**СПИСОК ЗАДАНИЙ:**
• 1. По чьему совету Писемский посетил Юлиана Шмидта в Берлине, если верить отрывку о Писемском?
• 2. Продолжите отрывок о Писемском, начав сразу после его последнего предложения.

Но более всего обрадовал Писемского тот факт, что Юлиан Шмидт в “Zeitgenossensche Bilder” удостоил его целой статьи, в одном ряду с первоклассными европейскими писателями. Под впечатлением этой чести и по совету Тургенева Писемский, в бытность свою в Берлине в 1875 году, посетил Юлиана Шмидта, чтобы лично поблагодарить его за лестный отзыв. Визит, однако, превратился почти в пантомиму, так как ни хозяин, ни гость не имели возможности произвести достодолжный обмен мыслей, и горько жаловался Писемский, описывая это неудачное свидание Тургеневу, на свое “полнейшее неведение иностранных языков”.

Сохранённые записи из коллекции
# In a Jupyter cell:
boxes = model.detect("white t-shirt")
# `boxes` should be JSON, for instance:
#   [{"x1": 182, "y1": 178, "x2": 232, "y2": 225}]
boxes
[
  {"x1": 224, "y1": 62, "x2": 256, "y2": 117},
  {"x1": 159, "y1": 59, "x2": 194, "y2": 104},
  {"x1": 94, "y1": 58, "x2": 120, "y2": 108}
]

**ПИСЬМЕННЫЕ ОТВЕТЫ:**
• 1. По совету Тургенева.

• 2.
Еще более радостным событием последнего периода жизни Писемского, относящимся к тому же 1875 году, стало празднование двадцатипятилетнего юбилея его литературной деятельности. “В обществе любителей русской словесности, – сообщает он Тургеневу, – как я ни отбояривался, как ни приводил тысячи резонов, однако положили в нынешнем январе праздновать мой двадцатипятилетний юбилей. Все это, разумеется, на бедную седую голову, не чаявшую никаких себе чествований, со стороны петербургской журналистики вызвало целое море брани и оскорблений, но отказаться не было возможности, потому что это значило обидеть”.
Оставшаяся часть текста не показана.